→ **Assignment**: Look for the word "Target" in the records, and copy each line where it appears.

[[ Recorded information open ]]

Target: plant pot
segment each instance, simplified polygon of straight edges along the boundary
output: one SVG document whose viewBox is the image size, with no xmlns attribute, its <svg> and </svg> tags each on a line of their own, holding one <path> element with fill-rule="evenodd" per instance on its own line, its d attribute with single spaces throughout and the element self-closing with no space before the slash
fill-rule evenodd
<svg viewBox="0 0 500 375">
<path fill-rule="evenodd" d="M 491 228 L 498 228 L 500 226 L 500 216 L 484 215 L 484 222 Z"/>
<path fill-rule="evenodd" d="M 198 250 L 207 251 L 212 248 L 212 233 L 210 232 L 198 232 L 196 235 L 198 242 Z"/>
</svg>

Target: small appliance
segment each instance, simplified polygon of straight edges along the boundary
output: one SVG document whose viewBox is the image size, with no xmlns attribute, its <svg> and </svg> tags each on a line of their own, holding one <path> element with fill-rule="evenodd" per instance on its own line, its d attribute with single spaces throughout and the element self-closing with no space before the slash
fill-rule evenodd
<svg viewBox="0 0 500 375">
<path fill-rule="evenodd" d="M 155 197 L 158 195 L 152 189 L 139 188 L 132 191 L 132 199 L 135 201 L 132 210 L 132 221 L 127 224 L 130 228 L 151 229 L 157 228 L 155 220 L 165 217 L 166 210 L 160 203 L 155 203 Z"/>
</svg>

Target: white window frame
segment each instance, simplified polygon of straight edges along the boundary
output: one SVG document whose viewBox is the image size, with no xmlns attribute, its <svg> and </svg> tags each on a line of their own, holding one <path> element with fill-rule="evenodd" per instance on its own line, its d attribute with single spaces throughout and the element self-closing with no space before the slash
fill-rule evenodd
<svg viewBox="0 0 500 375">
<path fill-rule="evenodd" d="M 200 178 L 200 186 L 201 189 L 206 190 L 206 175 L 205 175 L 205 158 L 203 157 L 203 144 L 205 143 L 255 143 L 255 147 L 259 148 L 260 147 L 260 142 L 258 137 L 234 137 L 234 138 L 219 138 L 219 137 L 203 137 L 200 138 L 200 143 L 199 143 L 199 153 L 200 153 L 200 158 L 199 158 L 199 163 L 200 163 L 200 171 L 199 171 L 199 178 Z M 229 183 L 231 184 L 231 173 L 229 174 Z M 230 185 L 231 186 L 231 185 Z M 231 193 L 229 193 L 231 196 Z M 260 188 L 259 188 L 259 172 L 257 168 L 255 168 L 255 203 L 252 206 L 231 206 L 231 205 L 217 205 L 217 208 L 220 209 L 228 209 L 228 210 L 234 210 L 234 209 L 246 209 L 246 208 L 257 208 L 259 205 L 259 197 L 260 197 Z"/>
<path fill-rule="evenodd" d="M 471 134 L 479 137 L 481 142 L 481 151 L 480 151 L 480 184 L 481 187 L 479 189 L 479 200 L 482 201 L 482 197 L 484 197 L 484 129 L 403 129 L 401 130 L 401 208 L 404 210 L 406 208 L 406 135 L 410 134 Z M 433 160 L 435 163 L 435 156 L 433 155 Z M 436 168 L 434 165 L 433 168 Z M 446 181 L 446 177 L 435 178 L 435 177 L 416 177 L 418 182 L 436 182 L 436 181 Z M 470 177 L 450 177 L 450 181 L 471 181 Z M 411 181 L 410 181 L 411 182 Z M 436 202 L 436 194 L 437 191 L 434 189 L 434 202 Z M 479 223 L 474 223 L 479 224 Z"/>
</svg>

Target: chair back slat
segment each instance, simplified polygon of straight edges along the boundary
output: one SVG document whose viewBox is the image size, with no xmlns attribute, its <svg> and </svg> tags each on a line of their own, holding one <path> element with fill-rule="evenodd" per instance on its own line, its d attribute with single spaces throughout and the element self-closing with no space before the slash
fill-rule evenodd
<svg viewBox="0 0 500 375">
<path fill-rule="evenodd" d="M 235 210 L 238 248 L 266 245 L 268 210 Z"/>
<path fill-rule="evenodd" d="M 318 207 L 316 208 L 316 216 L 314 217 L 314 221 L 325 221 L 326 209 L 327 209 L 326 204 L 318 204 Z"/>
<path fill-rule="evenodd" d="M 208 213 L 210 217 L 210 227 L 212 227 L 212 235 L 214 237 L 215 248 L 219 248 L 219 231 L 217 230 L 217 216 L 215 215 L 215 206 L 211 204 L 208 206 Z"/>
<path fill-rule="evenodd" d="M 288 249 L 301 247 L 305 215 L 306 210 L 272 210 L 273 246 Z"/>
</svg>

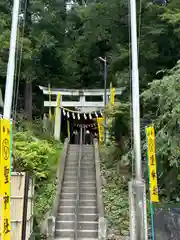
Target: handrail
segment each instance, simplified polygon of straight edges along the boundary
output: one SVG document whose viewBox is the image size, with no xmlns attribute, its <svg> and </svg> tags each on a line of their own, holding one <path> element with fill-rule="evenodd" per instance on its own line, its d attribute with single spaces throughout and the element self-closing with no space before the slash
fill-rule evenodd
<svg viewBox="0 0 180 240">
<path fill-rule="evenodd" d="M 74 219 L 74 239 L 78 239 L 78 208 L 79 208 L 79 188 L 81 177 L 81 158 L 82 158 L 82 128 L 80 128 L 80 142 L 79 142 L 79 156 L 78 156 L 78 175 L 76 183 L 76 207 L 75 207 L 75 219 Z"/>
<path fill-rule="evenodd" d="M 106 220 L 104 218 L 104 202 L 101 184 L 101 169 L 99 144 L 97 139 L 94 139 L 94 155 L 95 155 L 95 169 L 96 169 L 96 189 L 97 189 L 97 207 L 98 207 L 98 239 L 106 239 Z"/>
<path fill-rule="evenodd" d="M 41 233 L 47 236 L 54 236 L 55 233 L 55 219 L 58 214 L 59 199 L 62 190 L 62 182 L 64 177 L 64 169 L 66 164 L 67 153 L 69 149 L 69 139 L 66 138 L 64 142 L 64 149 L 61 152 L 61 156 L 58 162 L 58 168 L 56 172 L 56 194 L 53 200 L 52 209 L 45 215 L 44 221 L 41 223 Z"/>
</svg>

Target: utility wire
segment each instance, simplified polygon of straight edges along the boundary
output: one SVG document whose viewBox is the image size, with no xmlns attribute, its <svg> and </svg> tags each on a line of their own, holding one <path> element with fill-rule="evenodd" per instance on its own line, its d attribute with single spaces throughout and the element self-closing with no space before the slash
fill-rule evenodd
<svg viewBox="0 0 180 240">
<path fill-rule="evenodd" d="M 27 0 L 25 0 L 24 4 L 24 14 L 23 14 L 23 27 L 22 27 L 22 36 L 20 41 L 20 55 L 19 55 L 19 68 L 18 68 L 18 75 L 17 75 L 17 87 L 15 93 L 15 105 L 14 105 L 14 120 L 16 121 L 17 116 L 17 103 L 18 103 L 18 95 L 19 95 L 19 83 L 21 78 L 21 66 L 22 66 L 22 55 L 23 55 L 23 45 L 24 45 L 24 32 L 25 32 L 25 25 L 26 25 L 26 12 L 27 12 Z"/>
<path fill-rule="evenodd" d="M 139 22 L 138 22 L 138 57 L 140 50 L 140 40 L 141 40 L 141 22 L 142 22 L 142 0 L 139 1 Z"/>
<path fill-rule="evenodd" d="M 21 11 L 21 10 L 20 10 Z M 20 31 L 19 28 L 17 29 L 17 44 L 16 44 L 16 56 L 15 56 L 15 73 L 14 73 L 14 88 L 13 88 L 13 100 L 12 100 L 12 112 L 14 118 L 15 112 L 15 99 L 16 99 L 16 88 L 17 88 L 17 71 L 18 71 L 18 57 L 19 57 L 19 39 L 20 39 Z"/>
</svg>

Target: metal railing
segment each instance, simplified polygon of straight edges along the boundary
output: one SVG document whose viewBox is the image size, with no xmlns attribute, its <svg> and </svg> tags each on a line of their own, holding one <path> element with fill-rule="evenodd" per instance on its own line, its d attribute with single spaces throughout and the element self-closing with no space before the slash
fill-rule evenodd
<svg viewBox="0 0 180 240">
<path fill-rule="evenodd" d="M 74 219 L 74 239 L 78 239 L 78 209 L 79 209 L 79 195 L 80 195 L 80 177 L 81 177 L 81 158 L 82 158 L 82 128 L 80 128 L 80 142 L 79 142 L 79 156 L 78 156 L 78 175 L 76 183 L 76 206 Z"/>
<path fill-rule="evenodd" d="M 94 139 L 94 155 L 96 169 L 96 191 L 97 191 L 97 207 L 98 207 L 98 239 L 106 239 L 107 222 L 104 217 L 104 202 L 101 185 L 101 167 L 99 145 L 97 139 Z"/>
</svg>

[[ Recorded information closed ]]

→ **Exercise result**:
Target: plant pot
Target: small appliance
Target: white window frame
Target: chair back slat
Target: handrail
Target: utility wire
Target: metal railing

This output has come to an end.